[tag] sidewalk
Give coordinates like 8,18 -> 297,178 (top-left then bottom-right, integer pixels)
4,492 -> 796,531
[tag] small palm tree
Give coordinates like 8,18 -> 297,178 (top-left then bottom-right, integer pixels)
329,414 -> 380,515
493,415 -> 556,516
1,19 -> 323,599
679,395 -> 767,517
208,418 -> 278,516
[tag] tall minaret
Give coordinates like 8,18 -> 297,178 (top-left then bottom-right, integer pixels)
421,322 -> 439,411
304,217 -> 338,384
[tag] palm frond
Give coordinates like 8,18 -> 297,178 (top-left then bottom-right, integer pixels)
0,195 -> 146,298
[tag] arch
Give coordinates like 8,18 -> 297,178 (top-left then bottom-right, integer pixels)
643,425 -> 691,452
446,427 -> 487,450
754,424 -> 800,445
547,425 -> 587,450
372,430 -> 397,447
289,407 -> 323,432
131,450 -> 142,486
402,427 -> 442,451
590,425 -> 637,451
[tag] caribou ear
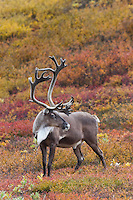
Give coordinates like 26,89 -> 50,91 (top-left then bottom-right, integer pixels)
43,108 -> 50,115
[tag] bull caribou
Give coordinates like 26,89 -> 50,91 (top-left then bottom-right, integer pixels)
28,56 -> 106,176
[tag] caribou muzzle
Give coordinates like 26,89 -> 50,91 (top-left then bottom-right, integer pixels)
62,121 -> 70,131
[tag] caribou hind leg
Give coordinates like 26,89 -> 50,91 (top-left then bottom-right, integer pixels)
86,141 -> 106,168
73,145 -> 84,170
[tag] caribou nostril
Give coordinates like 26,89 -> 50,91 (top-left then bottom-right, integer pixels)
62,122 -> 70,131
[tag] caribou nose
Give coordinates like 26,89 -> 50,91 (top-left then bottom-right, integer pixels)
62,122 -> 70,131
66,123 -> 70,130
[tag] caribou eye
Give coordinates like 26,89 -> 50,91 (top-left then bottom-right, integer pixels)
50,113 -> 56,119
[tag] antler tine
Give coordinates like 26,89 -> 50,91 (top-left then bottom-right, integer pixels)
58,96 -> 74,115
63,96 -> 74,108
49,56 -> 59,69
49,56 -> 67,73
34,67 -> 52,84
28,68 -> 57,109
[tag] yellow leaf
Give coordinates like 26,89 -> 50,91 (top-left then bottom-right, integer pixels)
21,150 -> 28,153
0,142 -> 7,146
125,162 -> 131,167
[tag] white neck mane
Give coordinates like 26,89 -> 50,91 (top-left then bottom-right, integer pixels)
37,126 -> 54,145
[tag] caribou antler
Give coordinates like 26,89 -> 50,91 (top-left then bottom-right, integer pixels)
48,56 -> 67,107
48,56 -> 74,114
28,67 -> 62,110
38,56 -> 74,115
28,56 -> 74,115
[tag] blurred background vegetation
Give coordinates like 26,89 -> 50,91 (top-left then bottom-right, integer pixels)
0,0 -> 133,131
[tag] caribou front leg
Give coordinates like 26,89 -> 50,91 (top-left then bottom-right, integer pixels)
48,143 -> 56,176
40,144 -> 47,176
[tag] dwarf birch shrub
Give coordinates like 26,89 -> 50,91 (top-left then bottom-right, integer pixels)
0,21 -> 30,41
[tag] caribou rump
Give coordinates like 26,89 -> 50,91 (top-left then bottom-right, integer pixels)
29,56 -> 106,176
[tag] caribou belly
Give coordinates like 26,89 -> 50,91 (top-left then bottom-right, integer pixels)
57,139 -> 82,149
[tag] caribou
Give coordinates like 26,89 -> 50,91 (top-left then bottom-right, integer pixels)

> [Required work]: Leaving the pictures behind, return every line above exactly.

> [Result]:
[tag] sidewalk
Give coordinates like 8,18 -> 297,178 (top-left then bottom-right, integer pixels)
4,492 -> 796,531
[tag] small palm tree
Give coordinates like 8,18 -> 297,178 (top-left then bottom-right, integer pixels)
329,414 -> 380,515
493,415 -> 556,516
1,19 -> 323,599
679,395 -> 767,517
208,418 -> 278,516
[tag] tall minaret
Give coordinates like 8,18 -> 297,178 (top-left then bottom-right, integer pixels)
421,322 -> 439,411
304,217 -> 338,384
[tag] palm frond
Give coordinates like 8,18 -> 297,178 (top-left then bottom-right, integer pixels)
0,195 -> 146,298
[tag] arch
Give coordinates like 8,18 -> 297,178 (top-left then bottom-right, integer pixels)
643,425 -> 691,452
446,427 -> 487,450
754,424 -> 800,445
547,425 -> 587,450
372,430 -> 397,447
289,407 -> 323,432
131,450 -> 142,486
402,427 -> 442,451
590,425 -> 637,451
[tag] caribou ear
Give coordinates like 26,89 -> 50,91 (top-left then bottom-right, integer pixels)
43,108 -> 50,115
[tag] bull caribou
Give coordinates like 26,89 -> 50,91 (top-left then bottom-right, integer pixels)
28,56 -> 106,176
[tag] caribou muzzle
Give coordinates like 26,89 -> 50,91 (top-left then bottom-right, integer pixels)
62,121 -> 70,131
[tag] caribou hind leg
Give coordinates like 26,89 -> 50,91 (top-left then bottom-right, integer pixels)
86,141 -> 106,168
73,145 -> 84,170
[tag] caribou nostril
Give coordinates like 26,89 -> 50,91 (top-left then bottom-right, integer pixels)
62,122 -> 70,131
[tag] caribou nose
Give coordinates like 26,89 -> 50,91 (top-left then bottom-right, integer pixels)
62,122 -> 70,131
66,123 -> 70,130
[tag] caribou eye
Give coordinates like 26,89 -> 50,91 (top-left then bottom-right, integer pixels)
50,113 -> 56,119
[tag] antler tine
Give coordinates like 26,89 -> 50,91 (top-left then bottom-right, integer pixels)
58,96 -> 74,115
63,96 -> 74,108
49,56 -> 59,69
49,56 -> 67,73
34,67 -> 52,84
28,68 -> 57,109
[tag] yellow leaf
Give coordinates like 26,89 -> 50,91 (top-left then bottom-right, integer pixels)
21,150 -> 28,153
0,142 -> 7,146
125,162 -> 131,167
[tag] white neck mane
Give coordinates like 26,89 -> 50,91 (top-left then bottom-right, integer pixels)
37,126 -> 54,145
[tag] caribou antler
Give coordinates like 26,89 -> 50,91 (top-left then bottom-right, integer pixels)
48,56 -> 67,107
48,56 -> 74,114
28,67 -> 62,110
38,56 -> 74,115
28,56 -> 74,115
[tag] blurred background vegetation
Give coordinates like 26,89 -> 50,91 (top-left then bottom-right, integer pixels)
0,0 -> 133,131
[tag] caribou front leg
Give coordinates like 26,89 -> 50,91 (top-left then bottom-right, integer pixels)
48,143 -> 56,176
40,144 -> 47,176
[tag] dwarf birch shrub
Give coordinates like 26,89 -> 50,91 (top-left then bottom-right, integer pixels)
0,21 -> 30,41
[tag] caribou rump
Give coordinates like 26,89 -> 50,91 (top-left then bottom-right, integer pixels)
29,56 -> 106,176
[tag] caribou belly
Give coordinates like 26,89 -> 50,91 (top-left then bottom-right, integer pixels)
57,139 -> 82,149
[tag] caribou
Give coordinates like 26,89 -> 50,91 (top-left then bottom-right, integer pixels)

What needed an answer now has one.